==== Records to process
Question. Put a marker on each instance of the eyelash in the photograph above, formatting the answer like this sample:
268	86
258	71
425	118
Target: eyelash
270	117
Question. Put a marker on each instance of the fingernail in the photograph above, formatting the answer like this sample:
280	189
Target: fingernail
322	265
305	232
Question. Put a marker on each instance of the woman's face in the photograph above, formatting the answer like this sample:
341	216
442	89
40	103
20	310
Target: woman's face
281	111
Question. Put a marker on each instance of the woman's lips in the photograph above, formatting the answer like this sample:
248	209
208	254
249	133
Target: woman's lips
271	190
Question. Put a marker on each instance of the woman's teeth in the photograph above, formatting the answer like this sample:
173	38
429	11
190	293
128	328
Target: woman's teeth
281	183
========
==== Records to process
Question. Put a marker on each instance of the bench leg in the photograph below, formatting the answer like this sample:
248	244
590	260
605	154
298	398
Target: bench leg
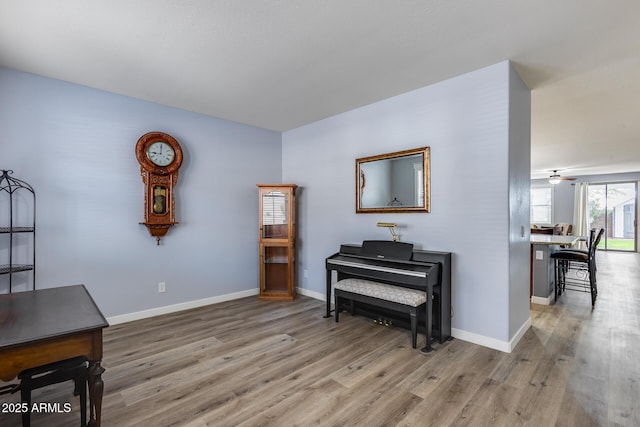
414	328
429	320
========
**Try it:**
Could you show every line of the listing that holds the string "above"?

**Solution below:**
Question. Put a marker on each instance of the eyelash in the photograph above, formatting the answer like this sample:
Question. Put a marker on each instance of the fingernail in the photograph above, formatting the answer like this sample:
Question. Put a marker on each instance of the woman's face in the photograph above, formatting the answer like this sample:
Question. Put a marker on each instance of the woman's lips in the photograph above, formatting the answer like this sample:
Question. Put a marker on each instance of the woman's teeth in the photograph above, formatting the answer like this sample:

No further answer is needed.